Referring expression data:
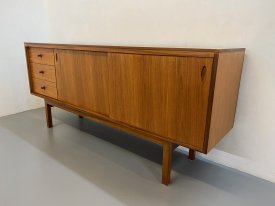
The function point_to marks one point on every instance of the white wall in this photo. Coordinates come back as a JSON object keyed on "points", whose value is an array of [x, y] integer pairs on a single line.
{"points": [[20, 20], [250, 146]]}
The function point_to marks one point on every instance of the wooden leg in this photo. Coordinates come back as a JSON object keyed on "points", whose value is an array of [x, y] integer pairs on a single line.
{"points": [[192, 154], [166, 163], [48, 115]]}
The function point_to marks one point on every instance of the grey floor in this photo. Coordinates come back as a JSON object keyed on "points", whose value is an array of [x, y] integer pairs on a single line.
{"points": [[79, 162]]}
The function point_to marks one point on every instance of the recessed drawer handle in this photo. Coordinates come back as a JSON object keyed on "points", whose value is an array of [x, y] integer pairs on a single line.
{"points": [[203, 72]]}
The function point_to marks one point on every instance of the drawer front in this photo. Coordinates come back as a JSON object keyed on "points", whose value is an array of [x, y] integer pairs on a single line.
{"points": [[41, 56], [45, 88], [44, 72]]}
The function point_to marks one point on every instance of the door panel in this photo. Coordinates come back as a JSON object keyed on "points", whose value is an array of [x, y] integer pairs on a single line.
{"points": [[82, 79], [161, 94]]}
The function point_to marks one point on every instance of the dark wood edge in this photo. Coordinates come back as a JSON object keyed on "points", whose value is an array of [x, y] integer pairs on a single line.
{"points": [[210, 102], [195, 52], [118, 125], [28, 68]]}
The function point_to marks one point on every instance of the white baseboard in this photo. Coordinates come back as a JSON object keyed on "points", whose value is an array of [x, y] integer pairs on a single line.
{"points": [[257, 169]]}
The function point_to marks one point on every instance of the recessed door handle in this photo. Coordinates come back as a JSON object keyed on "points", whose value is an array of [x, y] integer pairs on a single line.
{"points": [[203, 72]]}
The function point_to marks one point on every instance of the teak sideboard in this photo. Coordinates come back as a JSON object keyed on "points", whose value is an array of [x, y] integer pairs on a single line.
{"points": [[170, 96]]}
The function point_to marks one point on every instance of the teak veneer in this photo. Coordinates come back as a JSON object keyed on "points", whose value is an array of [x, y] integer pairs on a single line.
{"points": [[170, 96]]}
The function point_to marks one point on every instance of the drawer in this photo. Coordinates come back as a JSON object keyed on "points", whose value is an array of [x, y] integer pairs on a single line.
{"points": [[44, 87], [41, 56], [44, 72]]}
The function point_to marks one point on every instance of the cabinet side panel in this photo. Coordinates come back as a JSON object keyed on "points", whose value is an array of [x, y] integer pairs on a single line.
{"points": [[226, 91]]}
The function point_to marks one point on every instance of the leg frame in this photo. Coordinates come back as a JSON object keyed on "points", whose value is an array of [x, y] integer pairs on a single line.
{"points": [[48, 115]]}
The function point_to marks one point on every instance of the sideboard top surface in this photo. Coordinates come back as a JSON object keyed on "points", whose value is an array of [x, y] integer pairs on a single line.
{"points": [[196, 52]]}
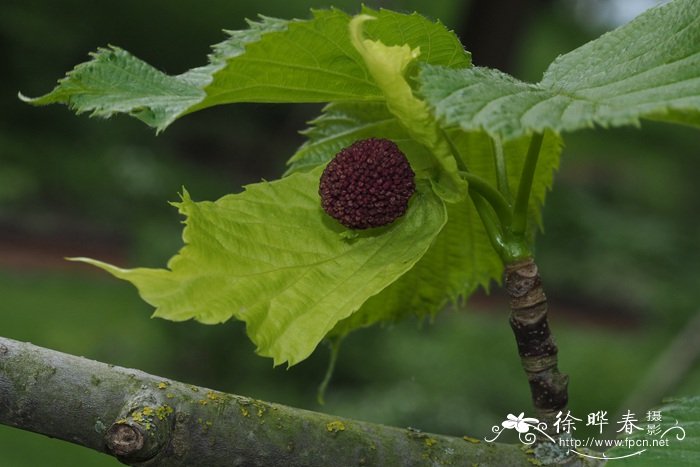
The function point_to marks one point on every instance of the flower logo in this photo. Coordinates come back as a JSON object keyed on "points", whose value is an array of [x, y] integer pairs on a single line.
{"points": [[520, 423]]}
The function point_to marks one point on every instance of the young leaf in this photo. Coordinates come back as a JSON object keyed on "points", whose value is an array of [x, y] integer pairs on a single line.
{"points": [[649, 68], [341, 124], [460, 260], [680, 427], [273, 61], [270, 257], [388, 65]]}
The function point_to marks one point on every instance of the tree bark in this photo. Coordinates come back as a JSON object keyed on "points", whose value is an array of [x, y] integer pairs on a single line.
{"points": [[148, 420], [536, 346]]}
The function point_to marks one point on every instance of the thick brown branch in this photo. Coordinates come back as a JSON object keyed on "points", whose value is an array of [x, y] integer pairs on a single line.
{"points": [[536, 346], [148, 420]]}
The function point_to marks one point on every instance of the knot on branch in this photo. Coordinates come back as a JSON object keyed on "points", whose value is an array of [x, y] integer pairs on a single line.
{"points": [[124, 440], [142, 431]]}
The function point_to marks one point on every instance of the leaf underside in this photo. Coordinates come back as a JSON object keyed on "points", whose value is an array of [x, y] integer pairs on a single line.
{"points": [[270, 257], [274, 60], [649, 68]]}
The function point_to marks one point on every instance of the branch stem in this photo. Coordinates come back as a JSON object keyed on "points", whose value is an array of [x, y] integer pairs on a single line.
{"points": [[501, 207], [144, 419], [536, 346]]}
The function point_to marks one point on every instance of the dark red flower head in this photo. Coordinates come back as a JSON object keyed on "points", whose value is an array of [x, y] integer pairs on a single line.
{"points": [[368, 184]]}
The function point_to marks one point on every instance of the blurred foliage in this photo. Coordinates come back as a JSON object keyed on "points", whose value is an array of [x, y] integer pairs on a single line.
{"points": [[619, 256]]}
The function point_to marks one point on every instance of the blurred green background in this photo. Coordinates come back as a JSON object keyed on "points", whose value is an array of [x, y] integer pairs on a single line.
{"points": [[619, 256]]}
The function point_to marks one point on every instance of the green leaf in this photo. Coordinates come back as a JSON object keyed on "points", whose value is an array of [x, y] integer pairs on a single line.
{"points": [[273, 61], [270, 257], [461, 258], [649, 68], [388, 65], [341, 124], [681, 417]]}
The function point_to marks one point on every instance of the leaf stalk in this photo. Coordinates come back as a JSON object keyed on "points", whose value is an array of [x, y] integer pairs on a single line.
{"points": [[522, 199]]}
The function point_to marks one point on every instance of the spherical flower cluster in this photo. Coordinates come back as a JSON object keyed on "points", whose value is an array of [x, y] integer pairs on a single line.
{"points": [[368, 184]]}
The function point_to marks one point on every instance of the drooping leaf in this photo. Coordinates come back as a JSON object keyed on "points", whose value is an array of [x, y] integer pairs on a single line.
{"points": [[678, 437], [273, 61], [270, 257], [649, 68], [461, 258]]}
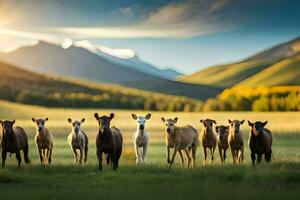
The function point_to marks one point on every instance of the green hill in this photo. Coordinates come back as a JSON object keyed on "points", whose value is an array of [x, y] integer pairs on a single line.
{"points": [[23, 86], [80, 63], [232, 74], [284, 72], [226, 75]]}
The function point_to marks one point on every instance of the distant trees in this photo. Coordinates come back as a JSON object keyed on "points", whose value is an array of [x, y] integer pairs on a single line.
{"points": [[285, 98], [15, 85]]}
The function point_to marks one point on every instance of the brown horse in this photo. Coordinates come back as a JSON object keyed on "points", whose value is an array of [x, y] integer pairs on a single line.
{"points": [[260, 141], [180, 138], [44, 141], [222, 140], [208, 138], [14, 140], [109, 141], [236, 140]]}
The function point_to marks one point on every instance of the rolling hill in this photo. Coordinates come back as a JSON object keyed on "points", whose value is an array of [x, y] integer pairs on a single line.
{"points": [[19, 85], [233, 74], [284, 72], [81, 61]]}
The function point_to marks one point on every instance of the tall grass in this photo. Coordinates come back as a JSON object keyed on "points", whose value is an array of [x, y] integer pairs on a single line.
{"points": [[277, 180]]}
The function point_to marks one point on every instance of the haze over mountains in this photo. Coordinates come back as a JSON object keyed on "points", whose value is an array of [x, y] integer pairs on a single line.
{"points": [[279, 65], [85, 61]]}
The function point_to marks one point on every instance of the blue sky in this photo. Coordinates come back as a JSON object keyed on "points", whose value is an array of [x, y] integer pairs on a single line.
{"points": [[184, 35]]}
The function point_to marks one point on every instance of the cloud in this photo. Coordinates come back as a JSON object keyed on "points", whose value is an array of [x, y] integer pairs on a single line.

INSTRUCTIONS FOR THE TASK: An exact restatement of the entries above is needed; no picture may appear in it.

WRITTEN ANSWER:
The function point_to marks one point on every instance of the white wall in this photo. Coordinates come back as a JSON object keyed on "points", whose value is an array of [x, y] integer pairs on a single line.
{"points": [[20, 20], [250, 146]]}
The function point_to marks one point on every instance of the wooden leg in this photo. Coordinates come back as a JSON object keyed on "points", whose value is an array of [x, y] integer pairs on a single line.
{"points": [[192, 154], [166, 163], [48, 115]]}
The function point_to marks one point on every instance of the grey floor in this photo. Coordinates come back as a JSON object keyed on "points", whose value is an array of [x, y] integer pairs on a single line.
{"points": [[79, 162]]}
The function point_to marks one point on every instance of the recessed drawer handle in this photo. Coordinates come back as a JSON object keyed on "points", whose value is an array of [x, y] integer pairs on a single line.
{"points": [[203, 72]]}
The function point_to marks one point on every instance of the drawer front in this photo. Coordinates come back as a JSON object keyed on "points", whose value is an array of [x, y] integer pairs on a single line.
{"points": [[41, 56], [45, 88], [44, 72]]}
The function point_to marks one point on every instance of the door panel in this photo. Coordinates come back as a JSON object keyed on "points", whose value is an array of [x, y] integer pairs on a single line.
{"points": [[82, 79], [161, 94]]}
The function point_to marks one point on every instance of the dark wood edge in this photo. Coordinates come back as a JSON object keyed on "points", whose value is an array of [x, y] integer pairs on a single line.
{"points": [[210, 102], [195, 52], [118, 125], [28, 68]]}
The function point_to marks one point on every instance of the white baseboard in this photo. Coordinates come back as a JSON object keyed on "points", whose value is an array of [x, y] integer pairs on a single line.
{"points": [[257, 169]]}
The function point_to marks one point on every instance of the recessed door handle in this photo. Coordinates come back as a JSON object keyed on "points", whose value is an array of [x, y] integer pairs on a single line.
{"points": [[203, 72]]}
The function point_to marks one point on every instance of the teak sideboard in this photo. Coordinates come back as a JSON object keyed on "points", whose value is an array of [x, y] integer pairs on a single line.
{"points": [[170, 96]]}
The function point_to marks one point on every instance of the teak veneer in this photo. Coordinates come back as a JSON object keyed on "points", whose value is an array of [x, y] integer pairs on a single line.
{"points": [[170, 96]]}
The function point_to marks one point on every instance of the drawer in this photo. Coordinates come back as a JSON object keyed on "points", whose value is an array of [x, y] integer pairs on a single line.
{"points": [[44, 87], [41, 56], [44, 72]]}
The function point_to marks one point on every instance of the cabinet side panel in this photo. Coordinates come back as a JSON object keyed on "points", whose value is an array of [x, y] integer pairs on a single line.
{"points": [[226, 91]]}
The function point_to marks one point on every instance of the leg frame in this photo. Coordinates come back as a JSON object keyed on "points", whose value is an array of [x, y] integer pairs on a single line.
{"points": [[48, 115]]}
The function point_to marks one point on every instance of the sideboard top surface in this photo. Coordinates come back as a JSON object keyed on "points", whose value is an array of [x, y] integer pairs on a single line.
{"points": [[196, 52]]}
The function point_to marks one point on every instance of the flower logo in this photo. Coordinates come back as a JSON object keyed on "points", whose value is an array of [x, y] integer pairs on a single line.
{"points": [[520, 423]]}
The function point_to marks one point on every instance of the young leaf in this photo. Coordinates come back as a JSON object keyed on "points", whose value is an array of [x, y] integer pairs on a single line.
{"points": [[649, 68], [341, 124], [460, 260], [680, 427], [273, 61], [270, 257], [388, 65]]}
The function point_to marks one point on every instance of the tree bark in this photo. Coordinates come back as a JSON object keyed on "points", whose value is an array of [x, y] integer pairs on a single line.
{"points": [[148, 420], [536, 346]]}
The function point_to marks one point on every instance of the thick brown branch in this photo. Coordinates come back as a JSON object keyed on "points", whose value is an array of [x, y] integer pairs on a single line.
{"points": [[536, 346], [148, 420]]}
The function point_to marks one point on every instance of the knot on branch in this photo. Coordinates come back as a JSON object keyed on "points", whose value is an array of [x, y] integer pairs on a single line.
{"points": [[124, 440], [142, 431]]}
The function point_to marks one point on every instance of the leaf underside in this photo. Coordinates come back as a JSON object keyed on "points", whose value is an array of [x, y] integer pairs on a single line.
{"points": [[270, 257], [274, 60], [649, 68]]}
The function point_to marks one point on every instance of the branch stem in this photo. Coordinates come back as a JSON object keyed on "points", whose value is an array of [x, y] integer pairs on a single line.
{"points": [[501, 207], [144, 419], [536, 346]]}
The function point_to marks one point on every instance of the dark red flower head in this photo. Coordinates come back as a JSON object keyed on "points", whose value is an array of [x, y] integer pairs on a single line.
{"points": [[368, 184]]}
The function point_to marks one point on every instance of the blurred foliage in this photo. Coordinates come back as a JSON object keyed on "points", whose value is an array of [x, y] integer pairs on a single line.
{"points": [[619, 256]]}
The function point_to marks one point on every instance of the blurred green background in this photo. Coordinates come back as a JSON object keyed on "points", whose value is an array of [x, y] integer pairs on a single line.
{"points": [[619, 256]]}
The function point_to marks one point on every instance of the green leaf in this photo. Coordinates come back as a JSON object keyed on "points", whose value is an array of [x, y] integer pairs on a single line.
{"points": [[273, 61], [270, 257], [461, 258], [649, 68], [388, 65], [341, 124], [681, 417]]}
The function point_to marks one point on every instance of the leaf stalk in this photo. Coordinates come back as a JSON object keyed on "points", whose value is an array of [x, y] integer pairs on a single line.
{"points": [[522, 199]]}
The function point_to marks one point on every instance of the spherical flower cluster in this photo. Coordinates come back as a JSON object keyed on "points", whose value is an array of [x, y] integer pairs on a single line.
{"points": [[368, 184]]}
The function point_to marks one point on every instance of the drooping leaf in this photo. Coordinates come back as a JSON object keyed on "points", whose value is an array of [x, y] integer pairs on a single line.
{"points": [[678, 437], [273, 61], [270, 257], [649, 68], [461, 258]]}
The function point_to marks one point on every instance of the green hill in this photo. Coordinates come back as a JSON object keyed on "points", whose value is an array of [x, y] integer pairs on a single line.
{"points": [[23, 86], [80, 63], [232, 74], [284, 72], [226, 75]]}
The function point_to marks one point on every instance of the distant trees in this photo. Coordinates come back as a JSON object keyed on "points", whose value is an array of [x, y] integer pairs on a single line.
{"points": [[285, 98], [15, 85]]}
The function point_to marks one point on every instance of the brown horse in this photo. Coordinates come back as a JSON object keyed on "points", whose value is an array of [x, y] integer pairs on a single line.
{"points": [[260, 141], [180, 138], [44, 141], [222, 140], [208, 138], [14, 140], [109, 141], [236, 140]]}
The function point_to marks one point on every instance of the rolling hill in this photo. Coordinates come back as a JSON object keyed on "points", whose value is an array of [x, y] integer pairs on a single line.
{"points": [[19, 85], [233, 74], [284, 72], [81, 61]]}
The function point_to marks one point on every instance of the tall grass in this photo. Coordinates come back as a JSON object keyed on "points", whose value is an array of [x, y] integer pairs on a single line.
{"points": [[277, 180]]}
The function point_to marks one point on every instance of the haze over mountains in this photo. Coordinates come back as a JSON object keyed on "points", whose value is an array of [x, y] integer pairs on a single line.
{"points": [[279, 65], [85, 61]]}
The function point_to marks one point on every instance of the blue sky in this photo. Coordinates come back as a JSON object keyed on "points", whose value is an array of [x, y] integer pairs on a single line.
{"points": [[184, 35]]}
The function point_to marks one point on every instance of the cloud in this photo. Coordinates come back as a JSON object keyed on "points", whose value is an array of [x, y] integer pairs on a single line.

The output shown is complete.